**YOUR INSTRUCTIONS**.
Reproduce all records verbatim.

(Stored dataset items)
##############################

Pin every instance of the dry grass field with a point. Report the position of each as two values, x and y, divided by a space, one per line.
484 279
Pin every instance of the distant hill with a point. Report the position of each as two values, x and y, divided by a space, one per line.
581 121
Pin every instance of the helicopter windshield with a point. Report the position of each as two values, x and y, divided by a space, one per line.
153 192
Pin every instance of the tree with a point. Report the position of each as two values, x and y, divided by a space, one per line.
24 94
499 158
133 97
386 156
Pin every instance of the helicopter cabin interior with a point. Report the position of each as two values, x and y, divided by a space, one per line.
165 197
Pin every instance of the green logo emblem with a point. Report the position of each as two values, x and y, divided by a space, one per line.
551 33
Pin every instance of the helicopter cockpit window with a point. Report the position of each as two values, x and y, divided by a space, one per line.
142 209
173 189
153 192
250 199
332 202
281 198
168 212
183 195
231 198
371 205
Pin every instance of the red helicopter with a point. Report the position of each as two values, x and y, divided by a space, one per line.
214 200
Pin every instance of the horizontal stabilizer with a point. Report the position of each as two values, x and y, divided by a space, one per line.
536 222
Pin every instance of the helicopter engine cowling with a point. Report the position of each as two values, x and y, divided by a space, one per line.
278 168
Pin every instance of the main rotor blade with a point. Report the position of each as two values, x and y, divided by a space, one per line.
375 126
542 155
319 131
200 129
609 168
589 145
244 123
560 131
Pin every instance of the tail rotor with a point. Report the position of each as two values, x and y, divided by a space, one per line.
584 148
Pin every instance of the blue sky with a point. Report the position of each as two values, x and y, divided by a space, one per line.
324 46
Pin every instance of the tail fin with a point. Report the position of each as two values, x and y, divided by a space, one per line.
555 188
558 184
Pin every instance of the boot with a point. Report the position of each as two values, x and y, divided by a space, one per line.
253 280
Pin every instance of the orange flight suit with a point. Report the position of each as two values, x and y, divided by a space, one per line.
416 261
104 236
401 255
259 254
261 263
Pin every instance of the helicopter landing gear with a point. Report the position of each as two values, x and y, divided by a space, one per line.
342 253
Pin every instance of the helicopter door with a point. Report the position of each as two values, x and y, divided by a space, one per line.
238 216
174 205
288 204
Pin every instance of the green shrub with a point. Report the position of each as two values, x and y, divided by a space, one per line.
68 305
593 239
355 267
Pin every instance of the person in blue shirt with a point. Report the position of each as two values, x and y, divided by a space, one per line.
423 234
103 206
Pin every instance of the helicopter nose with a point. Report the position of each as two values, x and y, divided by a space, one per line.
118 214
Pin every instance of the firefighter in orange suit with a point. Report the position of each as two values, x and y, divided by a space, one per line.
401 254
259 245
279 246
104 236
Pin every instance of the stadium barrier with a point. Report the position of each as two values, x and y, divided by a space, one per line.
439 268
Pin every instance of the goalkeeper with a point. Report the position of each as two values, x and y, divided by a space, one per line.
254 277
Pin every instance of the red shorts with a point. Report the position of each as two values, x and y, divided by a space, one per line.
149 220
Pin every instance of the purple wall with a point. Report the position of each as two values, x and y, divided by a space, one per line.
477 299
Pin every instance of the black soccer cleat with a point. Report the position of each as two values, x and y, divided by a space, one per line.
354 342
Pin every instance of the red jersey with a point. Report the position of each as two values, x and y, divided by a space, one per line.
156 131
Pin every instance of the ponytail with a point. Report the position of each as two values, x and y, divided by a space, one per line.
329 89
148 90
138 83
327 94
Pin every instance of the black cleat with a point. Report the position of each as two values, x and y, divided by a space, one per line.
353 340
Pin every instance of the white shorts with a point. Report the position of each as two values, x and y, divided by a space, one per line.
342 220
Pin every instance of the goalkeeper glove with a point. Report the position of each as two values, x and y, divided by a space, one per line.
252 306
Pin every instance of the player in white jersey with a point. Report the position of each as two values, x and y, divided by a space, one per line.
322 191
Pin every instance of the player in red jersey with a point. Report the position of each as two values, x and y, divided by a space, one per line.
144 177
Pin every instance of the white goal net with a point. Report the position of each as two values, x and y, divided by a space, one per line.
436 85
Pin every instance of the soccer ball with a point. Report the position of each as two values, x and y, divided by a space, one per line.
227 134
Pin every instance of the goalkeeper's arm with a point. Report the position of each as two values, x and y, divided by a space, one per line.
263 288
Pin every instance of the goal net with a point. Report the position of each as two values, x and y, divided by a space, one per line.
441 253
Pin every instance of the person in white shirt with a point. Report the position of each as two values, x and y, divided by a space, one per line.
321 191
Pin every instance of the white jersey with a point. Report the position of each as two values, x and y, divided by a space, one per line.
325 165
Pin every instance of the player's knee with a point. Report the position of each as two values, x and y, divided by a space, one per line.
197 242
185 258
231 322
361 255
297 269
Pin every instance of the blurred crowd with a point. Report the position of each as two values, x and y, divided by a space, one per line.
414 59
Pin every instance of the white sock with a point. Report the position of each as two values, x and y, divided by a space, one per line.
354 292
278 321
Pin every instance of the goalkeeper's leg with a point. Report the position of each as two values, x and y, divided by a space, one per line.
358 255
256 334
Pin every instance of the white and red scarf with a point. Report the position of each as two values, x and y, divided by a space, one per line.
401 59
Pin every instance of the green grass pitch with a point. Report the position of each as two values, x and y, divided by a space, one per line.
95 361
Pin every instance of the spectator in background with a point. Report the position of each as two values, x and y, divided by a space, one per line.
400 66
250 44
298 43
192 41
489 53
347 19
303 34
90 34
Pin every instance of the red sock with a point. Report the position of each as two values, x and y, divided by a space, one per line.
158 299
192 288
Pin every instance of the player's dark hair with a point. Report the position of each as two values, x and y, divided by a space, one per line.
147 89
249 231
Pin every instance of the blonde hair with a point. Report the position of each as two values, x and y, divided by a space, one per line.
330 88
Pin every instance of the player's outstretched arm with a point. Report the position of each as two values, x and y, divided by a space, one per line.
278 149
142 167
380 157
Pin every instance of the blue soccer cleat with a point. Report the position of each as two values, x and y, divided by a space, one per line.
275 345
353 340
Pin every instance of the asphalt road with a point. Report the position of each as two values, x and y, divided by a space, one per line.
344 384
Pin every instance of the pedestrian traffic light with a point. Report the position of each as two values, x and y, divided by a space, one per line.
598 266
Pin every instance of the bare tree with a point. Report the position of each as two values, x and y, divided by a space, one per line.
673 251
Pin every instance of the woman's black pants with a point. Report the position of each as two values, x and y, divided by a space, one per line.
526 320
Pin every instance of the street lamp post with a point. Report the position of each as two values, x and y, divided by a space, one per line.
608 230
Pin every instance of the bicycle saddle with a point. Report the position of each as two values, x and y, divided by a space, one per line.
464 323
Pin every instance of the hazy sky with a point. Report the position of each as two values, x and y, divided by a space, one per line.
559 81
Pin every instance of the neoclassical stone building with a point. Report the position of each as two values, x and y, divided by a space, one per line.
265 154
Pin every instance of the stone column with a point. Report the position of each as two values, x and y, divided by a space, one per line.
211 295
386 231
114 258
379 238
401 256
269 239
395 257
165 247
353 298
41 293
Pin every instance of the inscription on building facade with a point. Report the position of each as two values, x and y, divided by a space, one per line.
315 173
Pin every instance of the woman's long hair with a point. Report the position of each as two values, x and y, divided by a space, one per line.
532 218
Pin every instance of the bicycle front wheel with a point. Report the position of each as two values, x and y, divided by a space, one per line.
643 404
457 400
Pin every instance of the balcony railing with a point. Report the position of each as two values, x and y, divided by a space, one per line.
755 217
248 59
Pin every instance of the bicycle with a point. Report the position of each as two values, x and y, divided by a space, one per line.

##############################

**OUTPUT FOR THIS EXERCISE**.
Pin every instance of the dry grass field with a point. Report the position of each as two values, x and y, divided by a space, one per line.
484 279
Pin every instance of the distant hill with a point. Report the position of each as two values, x and y, divided by a space, one per line.
581 121
Pin every instance of the helicopter windshield with a point. Report the position of each as two values, x and y, divided by a space, one per line.
153 192
Pin every instance of the tree with a point. Report the position of each as two values, x and y, divided by a space, one per line.
24 94
499 158
133 97
386 156
Pin every instance of the helicopter cabin interior with a point. Report the position of each as two values, x and y, divided by a space, one per line.
165 197
Pin every instance of the green logo emblem with a point. Report the position of each as two values, x and y, divided by a space, one per line.
551 33
Pin every instance of the helicopter cockpit window with a point. Report the position of each as two values, x and y, divided by a space, one per line.
142 209
173 189
153 192
250 199
332 202
281 198
168 212
183 195
231 198
371 205
Pin every instance of the red helicopter with a point. Report the position of each as two values, x and y, divided by a space, one per line.
214 200
Pin every instance of the horizontal stabilizer with a point. Report the position of each as two values, x and y, divided by a space, one per line.
536 222
Pin every instance of the helicopter engine cowling with a point. Report the position of each as two values, x and y, divided by a space, one per line.
278 168
Pin every instance of the main rotor blade with a point. Report the position of each as two values, x and y, divided by a space, one per line.
375 126
542 155
319 131
200 129
609 168
589 145
244 123
560 131
Pin every instance of the tail rotor with a point. Report the position of each as two values, x and y, divided by a space, one per line.
584 148
Pin every instance of the blue sky with a point. Report the position of each as two values, x and y, divided by a space, one per line.
324 46
Pin every instance of the tail fin with a point. Report the position of each as two values, x and y, divided by a space, one per line.
555 188
558 184
Pin every instance of the boot with a point. Report the position of each as two values, x and y, divided by a space, one per line.
253 280
Pin every instance of the orange flight suit with a point. Report the position of each as two values, x and y, divided by a space, one per line.
416 261
104 236
401 255
259 254
261 263
Pin every instance of the helicopter landing gear with a point. Report the position of each as two values, x and y, divided by a space, one per line.
342 253
Pin every instance of the helicopter door with a point. Report the position of each as two values, x and y, divided by a space, one per line.
238 216
174 205
288 204
Pin every instance of the green shrub with a point. Report the position of each as two values, x and y, divided by a space, one per line.
68 305
593 239
355 267
Pin every instance of the person in blue shirt with a point. Report the position of each as two values, x and y, divided by a space, one per line.
423 234
103 206
Pin every instance of the helicopter nose with a point. Report the position of each as two values, x and y, divided by a space, one per line.
118 214
Pin every instance of the firefighter in orange suit with a point. Report the position of each as two values, x and y, divided by a space, one per line.
401 254
259 245
279 246
104 236
Pin every instance of the stadium barrier with a point. Report the position of each as two values, x and y, divided by a space, one per line.
439 268
Pin every instance of the goalkeeper with a point. Report the position of each as two values, x and y, divided by a space, one per line.
254 277
Pin every instance of the red shorts with a point. Report the position of each as two values, x and y, divided by a space, one per line.
149 220
Pin every instance of the purple wall with a point. Report the position of each as two values, x and y, divided by a space, one per line.
477 299
Pin every instance of the black soccer cleat with a point. Report the position of each as two values, x and y, divided by a space, one per line.
354 342
Pin every instance of the red jersey with a point. Report the position of each as two values, x and y, divided by a space, one per line.
156 131
Pin every instance of the ponytail with a point. Report the position of each as two values, x and y, divided by a space, one per line.
329 89
148 90
138 83
327 94
Pin every instance of the black cleat with a point. Report the position of each as two values, x and y, divided by a space, one per line.
353 340
Pin every instance of the white shorts with a point. Report the position of each as two values, x and y, divided by a space, one per line.
342 220
Pin every instance of the goalkeeper glove with a point. Report the position of each as two values, x and y, divided by a space, one per line.
252 306
Pin every instance of the player in white jersey with a point. Report the position of each as two values, x and y, divided by a space, one per line.
322 191
Pin every instance of the player in red jersey with a point. Report the position of each as two values, x and y, divided by a space, one per line.
144 177
Pin every instance of the white goal net with a point. Report the position of each as two values, x and y, divided by a space, one per line.
436 85
Pin every instance of the soccer ball with a point. Report the position of each as two values, x and y, divided by a space, one per line.
227 134
Pin every instance of the goalkeeper's arm with a point. Report the position of each as two values, x and y, divided by a space, one per line.
263 288
Pin every instance of the goal net with a point. Report the position of each as two values, x and y, divided by a space, one per line.
441 253
Pin every instance of the person in white shirt with a point. Report the position of each as two values, x and y, divided by a space, one per line.
321 191
Pin every instance of the white jersey with a point. Report the position of each as two values, x and y, divided by a space, one per line.
325 165
Pin every instance of the player's knee with a point. Report the position of each as two values, x and y, divided by a space, one per line.
197 242
185 258
231 322
361 255
297 269
Pin every instance of the blurred crowd with a point. Report the position of each as two values, x and y, divided by a space, one per line.
414 59
Pin every instance of the white sock with a point. Report the position of each as two values, x and y, divided by a space, one per line.
354 292
278 321
Pin every instance of the goalkeeper's leg with a point. Report the position of each as two values, x and y, divided by a space, one per line.
358 255
256 334
Pin every instance of the white and red scarf with a point. Report the position of each as two values, x and y, divided by a space, one per line.
401 59
Pin every instance of the green grass pitch with a point. Report the position of each as two values, x and y, divided by a space, one per line.
95 361
Pin every instance of the spectator in background with a point. Report the position of each as two values, x and y, divided by a space, one per line.
400 66
250 44
298 43
192 41
489 53
347 19
303 34
90 34
Pin every instance of the red sock with a point. Report the position of each as two values, x and y, divided by a space, one per line.
158 299
192 288
Pin every instance of the player's dark hair with a point. Report the position of each as two values, x and y, divided by a space, one per line.
147 89
249 231
Pin every instance of the blonde hair with a point. Report the position of each as two values, x and y, divided by a space, one per line.
330 88
Pin every instance of the player's outstretched arm with a point. Report the position of each as two values, x and y, divided by a space, one per line.
278 149
142 167
380 157
Pin every instance of the blue soccer cleat with a point. Report the position of each as two values, x and y, divided by a space, one per line.
275 345
353 340
Pin every instance of the asphalt road with a point. Report the position of each as two values, x and y, divided by a space, one per line.
344 384
Pin every instance of the pedestrian traffic light with a point. Report the position of each as two values, x and y, divided by a space, one per line.
598 266
Pin every instance of the bare tree with a point. Report the position of each as two values, x and y, divided by a space, one per line.
673 251
Pin every instance of the woman's black pants with a point. Report the position of each as two values, x and y, divided by a space, one per line.
526 320
Pin every instance of the street lamp post with a point. Report the position of each as two values, x and y, divided by a space, one per line.
608 230
Pin every instance of the bicycle saddle with a point. Report the position of each as two values, x and y, divided by a space, one per line.
464 323
Pin every instance of the hazy sky with a point. Report the position of each as two values, x and y, divided by a space, one per line.
559 81
Pin every instance of the neoclassical stone building with a point. Report the position of each as two values, x and y, divided by a space, one per line.
265 154
Pin every instance of the stone column with a point. Report the position of each as two values, x and y, divided by a space, one per line.
211 295
386 231
114 258
379 238
401 256
269 239
395 257
165 247
353 298
41 293
Pin every instance of the inscription on building facade with a point. Report the position of each as two values, x and y, divided by a space, one per line.
315 173
Pin every instance of the woman's long hair with a point. Report the position of each as two values, x and y, divided by a space, one per line.
532 218
Pin every instance of the bicycle front wheel with a point. Report the position of each as two values, x and y, divided by a space, one per line.
643 404
457 400
Pin every instance of the balcony railing with a point. Report the position of each as two values, x and y, divided by a space, one per line.
755 217
248 59
Pin every instance of the bicycle with a point. Report the position of each as two values, x and y, divided by a space, one per line.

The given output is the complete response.